Gegevensregels =>

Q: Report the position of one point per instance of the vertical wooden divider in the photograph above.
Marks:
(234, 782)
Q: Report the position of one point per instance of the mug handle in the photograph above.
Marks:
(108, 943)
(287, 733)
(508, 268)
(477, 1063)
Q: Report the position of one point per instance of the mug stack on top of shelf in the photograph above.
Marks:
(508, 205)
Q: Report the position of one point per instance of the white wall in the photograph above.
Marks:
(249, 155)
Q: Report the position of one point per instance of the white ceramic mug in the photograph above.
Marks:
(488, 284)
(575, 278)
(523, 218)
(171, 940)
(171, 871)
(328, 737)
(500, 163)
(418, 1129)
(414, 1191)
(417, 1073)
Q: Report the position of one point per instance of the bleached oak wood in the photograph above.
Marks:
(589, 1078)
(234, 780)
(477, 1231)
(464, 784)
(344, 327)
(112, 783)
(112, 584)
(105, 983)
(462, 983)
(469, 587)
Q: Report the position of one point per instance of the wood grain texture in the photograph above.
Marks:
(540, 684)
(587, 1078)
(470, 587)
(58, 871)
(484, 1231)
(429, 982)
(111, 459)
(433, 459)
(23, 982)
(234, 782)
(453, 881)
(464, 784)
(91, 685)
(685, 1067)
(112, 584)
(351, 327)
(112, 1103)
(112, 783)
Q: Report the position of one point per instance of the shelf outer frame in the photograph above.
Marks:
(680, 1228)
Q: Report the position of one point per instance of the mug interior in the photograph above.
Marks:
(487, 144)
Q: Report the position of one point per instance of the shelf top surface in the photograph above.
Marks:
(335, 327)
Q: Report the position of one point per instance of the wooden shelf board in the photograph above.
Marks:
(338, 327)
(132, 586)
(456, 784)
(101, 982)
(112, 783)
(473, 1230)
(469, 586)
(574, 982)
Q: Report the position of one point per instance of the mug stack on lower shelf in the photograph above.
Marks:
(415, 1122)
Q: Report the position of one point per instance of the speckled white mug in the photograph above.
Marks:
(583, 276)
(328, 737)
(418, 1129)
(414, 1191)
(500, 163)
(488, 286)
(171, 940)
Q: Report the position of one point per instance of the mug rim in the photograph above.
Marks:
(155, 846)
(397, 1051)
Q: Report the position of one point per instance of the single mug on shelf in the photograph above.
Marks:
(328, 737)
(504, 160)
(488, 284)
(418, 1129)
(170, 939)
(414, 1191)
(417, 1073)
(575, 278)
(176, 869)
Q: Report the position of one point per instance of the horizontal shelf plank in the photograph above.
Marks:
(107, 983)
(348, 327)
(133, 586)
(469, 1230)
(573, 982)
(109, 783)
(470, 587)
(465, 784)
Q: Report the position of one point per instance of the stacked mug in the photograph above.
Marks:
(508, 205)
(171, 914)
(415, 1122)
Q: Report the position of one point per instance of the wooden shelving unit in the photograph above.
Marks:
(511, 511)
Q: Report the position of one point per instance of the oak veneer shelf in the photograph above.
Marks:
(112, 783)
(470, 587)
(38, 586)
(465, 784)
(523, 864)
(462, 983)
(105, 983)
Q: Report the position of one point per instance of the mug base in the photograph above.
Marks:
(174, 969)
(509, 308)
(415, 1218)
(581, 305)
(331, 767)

---

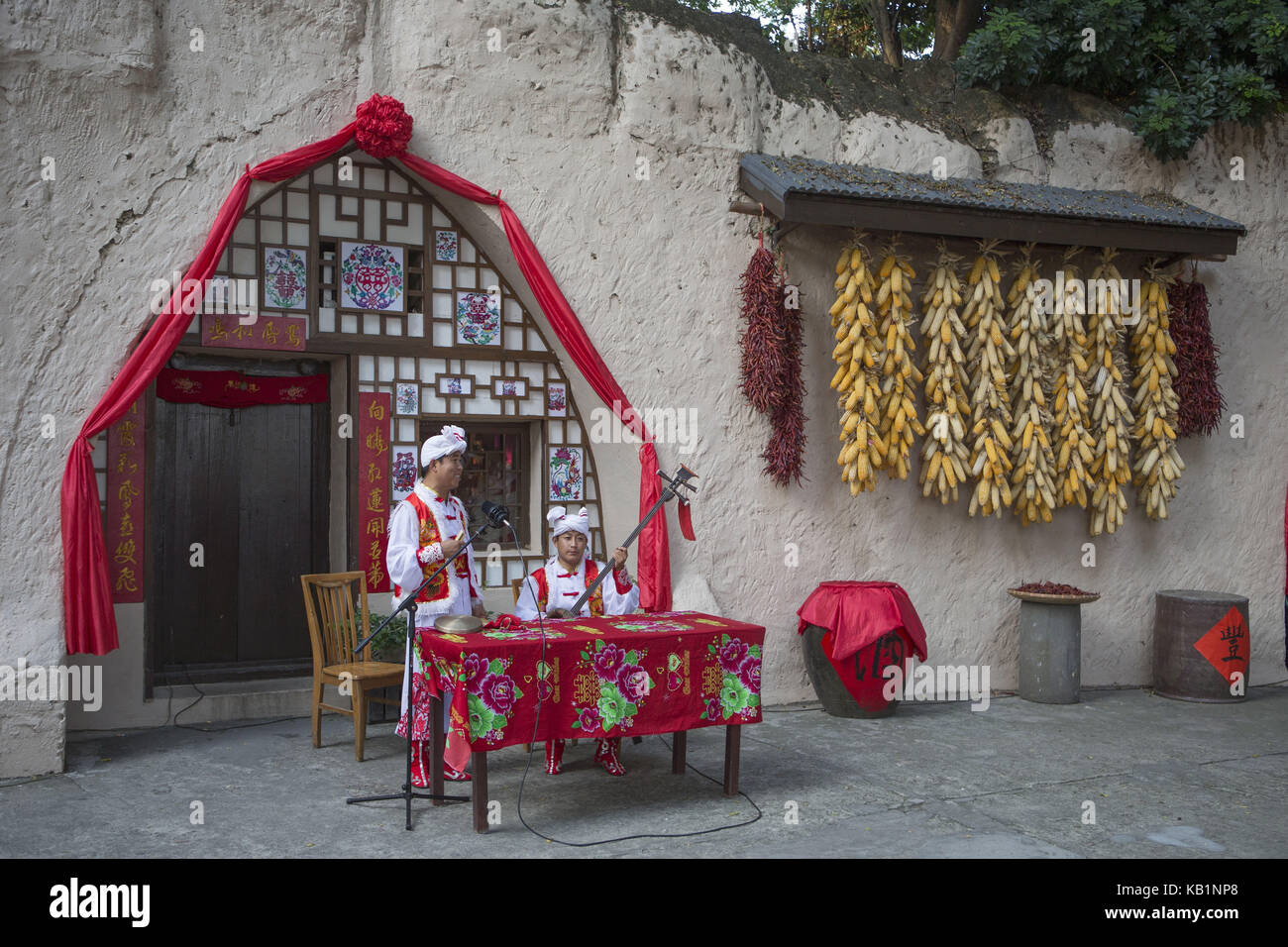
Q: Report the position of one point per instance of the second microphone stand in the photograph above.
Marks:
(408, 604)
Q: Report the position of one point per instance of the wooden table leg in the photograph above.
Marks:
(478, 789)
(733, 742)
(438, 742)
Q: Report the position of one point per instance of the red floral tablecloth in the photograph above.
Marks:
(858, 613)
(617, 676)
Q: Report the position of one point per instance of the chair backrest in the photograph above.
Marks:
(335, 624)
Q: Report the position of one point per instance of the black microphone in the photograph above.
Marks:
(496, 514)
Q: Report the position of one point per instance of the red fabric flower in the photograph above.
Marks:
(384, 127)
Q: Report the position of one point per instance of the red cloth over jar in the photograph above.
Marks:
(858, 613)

...

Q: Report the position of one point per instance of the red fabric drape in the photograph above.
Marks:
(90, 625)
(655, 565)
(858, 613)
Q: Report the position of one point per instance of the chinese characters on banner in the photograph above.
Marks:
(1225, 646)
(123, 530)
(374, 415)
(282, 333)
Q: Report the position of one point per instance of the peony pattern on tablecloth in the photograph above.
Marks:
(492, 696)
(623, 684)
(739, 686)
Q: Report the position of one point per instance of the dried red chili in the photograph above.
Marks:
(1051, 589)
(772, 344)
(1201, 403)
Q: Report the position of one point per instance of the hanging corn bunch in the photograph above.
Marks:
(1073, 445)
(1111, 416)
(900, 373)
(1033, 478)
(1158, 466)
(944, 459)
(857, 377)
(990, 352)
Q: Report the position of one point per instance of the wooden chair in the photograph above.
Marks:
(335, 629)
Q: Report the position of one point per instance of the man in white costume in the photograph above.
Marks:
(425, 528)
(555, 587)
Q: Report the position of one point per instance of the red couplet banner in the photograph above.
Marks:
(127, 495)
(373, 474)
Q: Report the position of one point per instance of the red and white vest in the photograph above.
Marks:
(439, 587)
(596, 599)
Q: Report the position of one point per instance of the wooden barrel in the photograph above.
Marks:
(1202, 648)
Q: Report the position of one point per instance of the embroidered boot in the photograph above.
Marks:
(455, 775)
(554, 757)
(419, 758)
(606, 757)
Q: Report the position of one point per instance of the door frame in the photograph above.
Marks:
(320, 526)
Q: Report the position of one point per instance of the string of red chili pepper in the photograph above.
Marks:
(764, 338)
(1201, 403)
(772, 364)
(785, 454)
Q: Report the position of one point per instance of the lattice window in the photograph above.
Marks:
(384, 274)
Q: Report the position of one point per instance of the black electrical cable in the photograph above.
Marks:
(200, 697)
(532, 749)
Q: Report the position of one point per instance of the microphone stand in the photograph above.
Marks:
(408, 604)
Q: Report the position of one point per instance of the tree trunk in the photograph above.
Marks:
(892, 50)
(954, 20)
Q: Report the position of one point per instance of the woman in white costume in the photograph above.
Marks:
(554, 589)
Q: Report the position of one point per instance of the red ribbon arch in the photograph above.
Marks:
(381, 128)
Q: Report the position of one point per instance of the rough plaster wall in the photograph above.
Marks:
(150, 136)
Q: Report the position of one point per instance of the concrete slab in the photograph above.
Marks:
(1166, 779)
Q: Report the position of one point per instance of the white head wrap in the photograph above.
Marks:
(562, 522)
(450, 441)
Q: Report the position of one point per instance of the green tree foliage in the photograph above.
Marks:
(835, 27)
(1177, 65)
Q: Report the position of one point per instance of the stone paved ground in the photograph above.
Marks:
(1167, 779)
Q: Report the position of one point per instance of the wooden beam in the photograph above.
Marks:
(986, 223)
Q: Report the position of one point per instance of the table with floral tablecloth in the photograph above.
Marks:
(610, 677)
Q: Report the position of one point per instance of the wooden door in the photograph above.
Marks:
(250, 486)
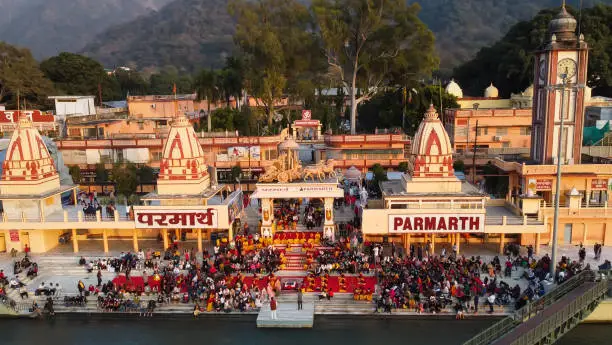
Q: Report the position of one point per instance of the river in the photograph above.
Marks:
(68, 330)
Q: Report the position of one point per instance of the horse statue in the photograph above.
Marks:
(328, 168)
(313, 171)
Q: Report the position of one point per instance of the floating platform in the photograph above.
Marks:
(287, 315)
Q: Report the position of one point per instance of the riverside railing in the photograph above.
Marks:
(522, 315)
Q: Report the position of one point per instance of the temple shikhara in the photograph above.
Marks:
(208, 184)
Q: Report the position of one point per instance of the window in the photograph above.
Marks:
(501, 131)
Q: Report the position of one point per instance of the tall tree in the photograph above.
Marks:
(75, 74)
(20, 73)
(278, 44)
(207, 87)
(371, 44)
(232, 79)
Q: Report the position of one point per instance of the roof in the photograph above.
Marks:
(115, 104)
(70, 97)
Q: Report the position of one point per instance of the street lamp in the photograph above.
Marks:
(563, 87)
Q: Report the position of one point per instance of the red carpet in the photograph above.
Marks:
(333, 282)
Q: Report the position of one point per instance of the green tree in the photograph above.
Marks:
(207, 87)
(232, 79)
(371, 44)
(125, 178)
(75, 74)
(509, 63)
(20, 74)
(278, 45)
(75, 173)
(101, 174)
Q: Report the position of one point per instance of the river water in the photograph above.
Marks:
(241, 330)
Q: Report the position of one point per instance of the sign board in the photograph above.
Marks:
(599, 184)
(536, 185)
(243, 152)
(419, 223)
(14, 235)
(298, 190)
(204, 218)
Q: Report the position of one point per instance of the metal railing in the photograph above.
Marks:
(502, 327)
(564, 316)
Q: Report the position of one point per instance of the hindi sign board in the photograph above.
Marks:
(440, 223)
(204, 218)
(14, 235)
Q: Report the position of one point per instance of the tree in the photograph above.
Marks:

Korte opdracht => Schrijf alle regels vanaf de regel met "ceramic mug in the photograph above." tot en met de regel met "(397, 1051)" opnieuw uit, zonder er een over te slaan. Verschuif daarbij elke coördinaat met 59 door bij beide getallen 59 op te tellen.

Volledig antwoord =>
Q: Report the position of one point per instance of the white ceramic mug in the photograph above.
Marks:
(547, 343)
(634, 337)
(582, 277)
(230, 999)
(230, 930)
(387, 796)
(559, 222)
(477, 1188)
(473, 1250)
(476, 1132)
Q: Report the position of one point per instance of the bleached oak wood in the photograph above.
Marks:
(648, 1137)
(293, 839)
(536, 1290)
(523, 843)
(403, 386)
(171, 842)
(171, 643)
(164, 1042)
(521, 1042)
(528, 646)
Q: Report the position of one point per instance of the wood grain texture in the photograph above.
Marks:
(599, 743)
(646, 1137)
(529, 646)
(117, 930)
(543, 1290)
(488, 1041)
(170, 518)
(492, 518)
(82, 1041)
(293, 841)
(512, 940)
(523, 843)
(150, 744)
(744, 1126)
(171, 643)
(410, 386)
(171, 1162)
(171, 842)
Q: Report the position of one point per instance of the shelf outer frame in the photograph above.
Marks:
(739, 1287)
Q: Report the position of one point per instance of the mug interior in the photograph above.
Marks:
(546, 203)
Q: Report the position of one point per instance of the shelf top surface in the photograph above.
Marks:
(394, 386)
Q: Report the position of one point per instance of the wooden shelf board in the photograph above.
Marks:
(397, 386)
(191, 645)
(515, 843)
(160, 1041)
(171, 842)
(532, 1289)
(528, 645)
(633, 1041)
Q: Report the position of one point per instance of the mug stack on lower shelf in the photograph above.
Marks:
(474, 1181)
Q: Report the position of one point per instance of the speckled white mug in the photograph above.
Marks:
(642, 335)
(387, 796)
(477, 1188)
(473, 1250)
(559, 222)
(547, 345)
(230, 999)
Q: Report the position of one point per instance of the mug rim in the photograph above.
Marks:
(214, 905)
(456, 1110)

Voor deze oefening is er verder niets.